> [EXERCISE 1]
Answer these questions from the tax credit interview:
(a) Of which organization is John Delaney a board member?
(b) What tax provision does Delaney give as an example of one without much impact?
(c) According to Delaney, what makes a person ineligible for these credits?
> [EXERCISE 2] Put this sentence from the tax credit interview into Spanish: "If you make too much money, you're not eligible for these things."

> [PAGE TEXT]

KRISTIN MYERS: Time now for our Funding Our Future segment. Let's look at the expansion of tax credits to help struggling Americans. We're joined now by John Delaney, former Congressman from Maryland, presidential candidate, and the current board member for the Bipartisan Policy Center. Good to have you with us here.

So I want to start with some of these tax credits. They typically get bipartisan support. I'm curious to know, however, how we might pay for some of these expansions, and do you think that would get Republican support, especially as we've seen Republicans balking at some of the price tags for some of those stimulus plans?

JOHN DELANEY: Well, you know, that's obviously difficult to predict. Importantly, the tax credits are actually very popular and have proven to be very effective, whether it's the child tax credit or the earned-income tax credit. In some ways, increasing the earned-income tax credit is the simplest and most powerful thing we could do to help American workers. And it was actually a Republican idea, originally.

So I think these kind of tax credits are very popular, and I think there are some opportunities to raise taxes to pay for them, as we should. I mean, we need to be fiscally responsible, and we need to spend taxpayer dollars wisely. And we should be allocating it towards things that have the biggest impact. And things like child tax credit or earned-income tax credit, these have very big impacts, and there's other tax provisions that don't have the kind of impact-- carried interest, things like that. And so we should clearly be cleaning up the tax code and putting money where it really helps people.

ALEXIS CHRISTOFOROUS: So you make the point that--

KRISTIN MYERS: So--

ALEXIS CHRISTOFOROUS: Oh, sorry there.

KRISTIN MYERS: No, go ahead, Alexis.

ALEXIS CHRISTOFOROUS: Yeah, we make the-- you make the point that we need to be financially sustainable when it comes to these tax credits. So then how can you make sure that the money is targeted and is going to those who need it most, similar to what we were going to do with the stimulus checks. But the government said, logistically, it was too tough to really pinpoint who was going to need them the most. How do you do that with the tax credits?

JOHN DELANEY: Well, that's what's so great about the child tax credit and the EITC, as it's called, the earned-income tax credit, is these are existing tax credits and they're proven to work. And there's substantial data showing how they perform and that the incidents of mistakes or fraud, which people tend to allege, are incredibly, incredibly small. So-- and since they're tied to people's tax returns, right? And their existing relationship with the government in the IRS, you know the right people get them because they're tied to your income. If you make too much money, you're not eligible for these things. But if you're below certain income levels, you're eligible for them, to different degrees. So it is, by definition, a highly-targeted program that only delivers the money to those who need it, who Congress intends to get it. And we've got significant history with them, and we know they work.

> [EXTRACTED RECORDS]
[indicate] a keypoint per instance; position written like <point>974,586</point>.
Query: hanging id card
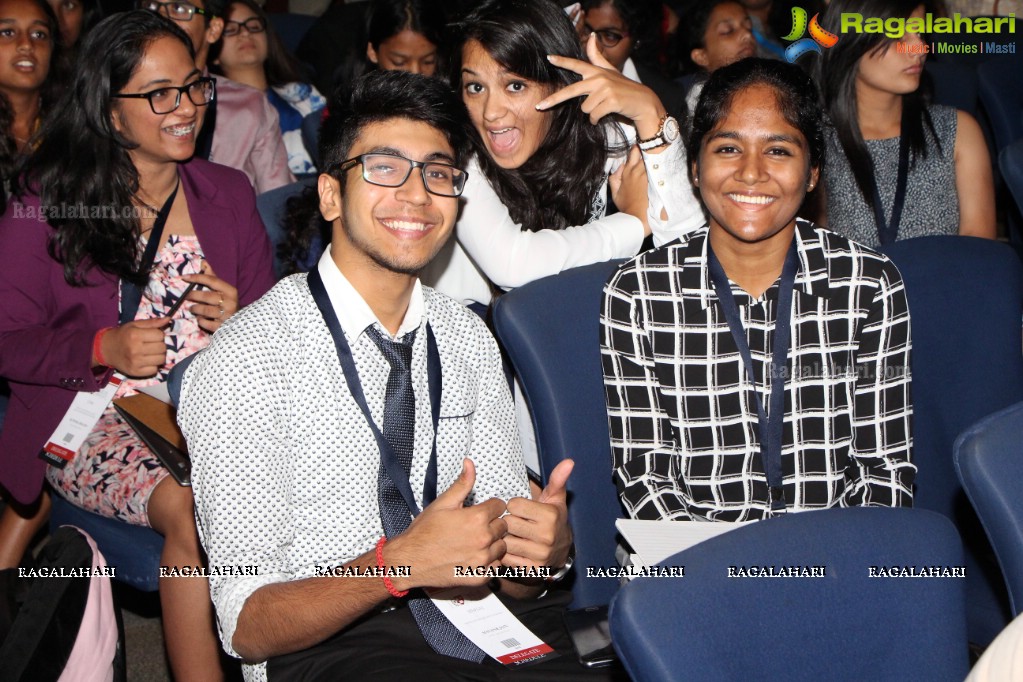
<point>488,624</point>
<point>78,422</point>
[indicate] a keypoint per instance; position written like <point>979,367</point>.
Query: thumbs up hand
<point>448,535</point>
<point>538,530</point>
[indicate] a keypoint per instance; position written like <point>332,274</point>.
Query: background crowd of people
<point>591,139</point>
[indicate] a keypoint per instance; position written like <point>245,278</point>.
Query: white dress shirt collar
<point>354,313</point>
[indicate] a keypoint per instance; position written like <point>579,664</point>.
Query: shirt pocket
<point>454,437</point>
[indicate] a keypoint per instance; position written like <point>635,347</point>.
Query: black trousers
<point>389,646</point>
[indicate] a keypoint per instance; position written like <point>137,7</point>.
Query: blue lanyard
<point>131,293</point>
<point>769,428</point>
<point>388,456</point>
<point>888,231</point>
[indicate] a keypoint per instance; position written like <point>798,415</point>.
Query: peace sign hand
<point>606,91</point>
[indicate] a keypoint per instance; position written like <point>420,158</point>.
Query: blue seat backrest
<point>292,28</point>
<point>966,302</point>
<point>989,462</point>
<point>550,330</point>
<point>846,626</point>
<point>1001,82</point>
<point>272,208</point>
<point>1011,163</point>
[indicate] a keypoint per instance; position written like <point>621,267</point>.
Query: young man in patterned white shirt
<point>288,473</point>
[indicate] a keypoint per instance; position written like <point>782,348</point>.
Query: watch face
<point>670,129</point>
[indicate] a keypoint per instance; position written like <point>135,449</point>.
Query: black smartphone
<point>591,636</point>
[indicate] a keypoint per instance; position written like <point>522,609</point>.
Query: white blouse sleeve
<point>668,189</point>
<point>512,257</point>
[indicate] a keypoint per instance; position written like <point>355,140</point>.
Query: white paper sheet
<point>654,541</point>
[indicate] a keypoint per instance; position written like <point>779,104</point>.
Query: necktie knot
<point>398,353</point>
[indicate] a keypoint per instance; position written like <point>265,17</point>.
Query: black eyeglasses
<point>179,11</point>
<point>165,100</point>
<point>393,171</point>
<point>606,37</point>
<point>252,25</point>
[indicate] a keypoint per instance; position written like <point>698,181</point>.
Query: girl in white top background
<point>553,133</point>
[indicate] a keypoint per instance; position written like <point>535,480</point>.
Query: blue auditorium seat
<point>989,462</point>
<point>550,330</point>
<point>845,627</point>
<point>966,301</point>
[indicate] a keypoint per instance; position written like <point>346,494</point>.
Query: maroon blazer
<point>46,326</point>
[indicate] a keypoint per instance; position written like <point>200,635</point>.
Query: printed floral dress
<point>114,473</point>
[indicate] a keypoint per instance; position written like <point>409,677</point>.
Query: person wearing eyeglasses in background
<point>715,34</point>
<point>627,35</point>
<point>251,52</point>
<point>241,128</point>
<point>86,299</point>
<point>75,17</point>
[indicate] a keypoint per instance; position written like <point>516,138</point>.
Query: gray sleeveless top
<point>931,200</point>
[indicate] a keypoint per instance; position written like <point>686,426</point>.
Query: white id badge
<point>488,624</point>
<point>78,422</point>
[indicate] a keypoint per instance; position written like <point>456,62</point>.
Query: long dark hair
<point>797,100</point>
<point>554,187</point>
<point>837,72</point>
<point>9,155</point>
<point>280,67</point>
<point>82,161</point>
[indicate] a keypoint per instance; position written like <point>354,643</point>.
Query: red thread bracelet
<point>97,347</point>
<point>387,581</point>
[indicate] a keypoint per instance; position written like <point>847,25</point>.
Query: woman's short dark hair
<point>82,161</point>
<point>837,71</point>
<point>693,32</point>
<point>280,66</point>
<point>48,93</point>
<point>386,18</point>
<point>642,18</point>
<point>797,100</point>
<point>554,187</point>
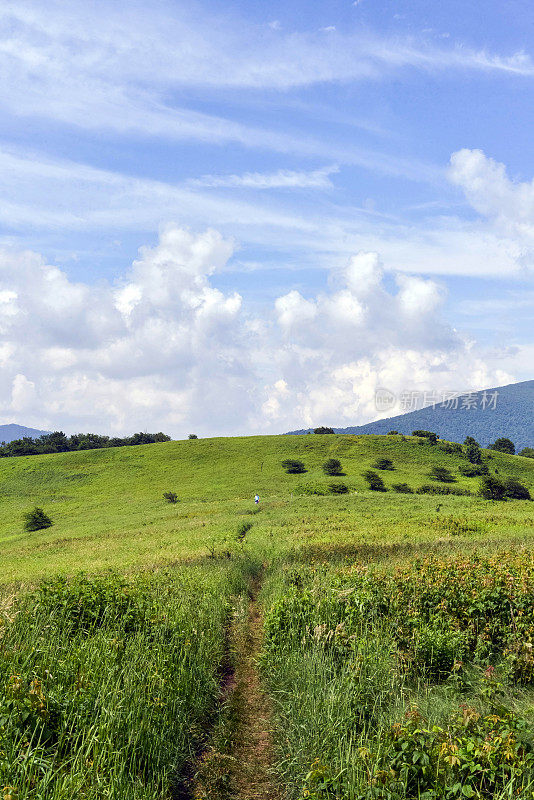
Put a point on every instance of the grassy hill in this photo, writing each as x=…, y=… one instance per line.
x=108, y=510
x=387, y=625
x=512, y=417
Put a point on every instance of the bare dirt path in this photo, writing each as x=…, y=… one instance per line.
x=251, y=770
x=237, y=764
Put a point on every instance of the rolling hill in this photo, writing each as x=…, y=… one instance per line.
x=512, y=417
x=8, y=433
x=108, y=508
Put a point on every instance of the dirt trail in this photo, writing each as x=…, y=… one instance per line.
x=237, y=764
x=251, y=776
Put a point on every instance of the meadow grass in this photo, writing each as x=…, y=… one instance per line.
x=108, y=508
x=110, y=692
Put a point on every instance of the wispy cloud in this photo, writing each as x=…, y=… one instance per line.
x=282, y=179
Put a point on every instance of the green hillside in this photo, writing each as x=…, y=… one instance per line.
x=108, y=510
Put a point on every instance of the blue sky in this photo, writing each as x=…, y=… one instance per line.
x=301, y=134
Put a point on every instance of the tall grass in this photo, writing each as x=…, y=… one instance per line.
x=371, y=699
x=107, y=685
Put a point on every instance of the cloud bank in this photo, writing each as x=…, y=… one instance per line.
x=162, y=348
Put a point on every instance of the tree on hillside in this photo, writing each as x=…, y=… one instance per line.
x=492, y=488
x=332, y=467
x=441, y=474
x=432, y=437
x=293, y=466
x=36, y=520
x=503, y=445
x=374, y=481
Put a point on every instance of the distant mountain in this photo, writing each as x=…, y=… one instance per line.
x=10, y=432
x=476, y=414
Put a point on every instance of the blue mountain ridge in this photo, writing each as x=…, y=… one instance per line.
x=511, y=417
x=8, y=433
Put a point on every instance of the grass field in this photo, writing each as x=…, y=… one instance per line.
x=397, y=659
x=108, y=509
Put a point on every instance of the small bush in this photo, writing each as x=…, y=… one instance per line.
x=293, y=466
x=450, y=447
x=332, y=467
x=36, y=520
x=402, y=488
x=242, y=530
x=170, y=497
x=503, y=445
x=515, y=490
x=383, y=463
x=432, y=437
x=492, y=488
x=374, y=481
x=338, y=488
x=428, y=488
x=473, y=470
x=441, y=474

> [EXERCISE RESULT 1]
(a) The Bipartisan Policy Center.
(b) Carried interest.
(c) Making too much money.

> [EXERCISE RESULT 2] Si ganas demasiado dinero, no eres elegible para estas cosas.